Return every line of the listing below that contains the word "bank", copying each one in full.

==== DATA RECORDS ====

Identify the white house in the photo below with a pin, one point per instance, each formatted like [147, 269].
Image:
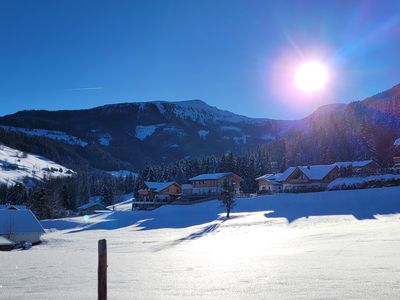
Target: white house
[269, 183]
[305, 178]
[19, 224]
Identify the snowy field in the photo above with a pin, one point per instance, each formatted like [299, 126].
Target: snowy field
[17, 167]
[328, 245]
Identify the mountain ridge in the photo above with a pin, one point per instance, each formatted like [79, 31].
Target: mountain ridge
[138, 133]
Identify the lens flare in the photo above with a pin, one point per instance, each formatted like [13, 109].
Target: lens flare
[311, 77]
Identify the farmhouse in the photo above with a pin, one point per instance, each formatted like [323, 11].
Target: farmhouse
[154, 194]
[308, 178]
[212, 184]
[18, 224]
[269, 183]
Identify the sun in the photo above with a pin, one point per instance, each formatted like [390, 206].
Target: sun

====
==== DATA RECORDS ====

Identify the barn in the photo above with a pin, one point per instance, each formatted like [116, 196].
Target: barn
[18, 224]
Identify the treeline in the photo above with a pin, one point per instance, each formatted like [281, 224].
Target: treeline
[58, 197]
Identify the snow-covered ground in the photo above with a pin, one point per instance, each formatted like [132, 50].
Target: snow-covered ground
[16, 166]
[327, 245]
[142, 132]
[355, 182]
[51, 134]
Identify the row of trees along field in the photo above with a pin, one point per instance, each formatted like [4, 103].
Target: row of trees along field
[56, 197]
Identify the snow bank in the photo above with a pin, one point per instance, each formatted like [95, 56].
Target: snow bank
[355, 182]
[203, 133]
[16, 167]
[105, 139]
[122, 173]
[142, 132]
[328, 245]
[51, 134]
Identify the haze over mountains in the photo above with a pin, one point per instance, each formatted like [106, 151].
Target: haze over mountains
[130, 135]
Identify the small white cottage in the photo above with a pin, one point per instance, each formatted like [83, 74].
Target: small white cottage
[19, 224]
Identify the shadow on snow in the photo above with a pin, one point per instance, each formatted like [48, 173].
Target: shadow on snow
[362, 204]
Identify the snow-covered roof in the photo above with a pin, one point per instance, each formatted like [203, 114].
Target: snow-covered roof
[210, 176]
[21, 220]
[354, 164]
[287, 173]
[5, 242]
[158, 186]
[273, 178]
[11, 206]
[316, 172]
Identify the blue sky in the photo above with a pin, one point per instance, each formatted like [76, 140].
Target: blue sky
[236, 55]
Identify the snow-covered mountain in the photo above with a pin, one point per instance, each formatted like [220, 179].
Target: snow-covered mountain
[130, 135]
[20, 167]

====

ANSWER TO THE PROBLEM
Identify the snow bank in the photo above with a pin, one point per instance, each formatted like [95, 56].
Target: snow bank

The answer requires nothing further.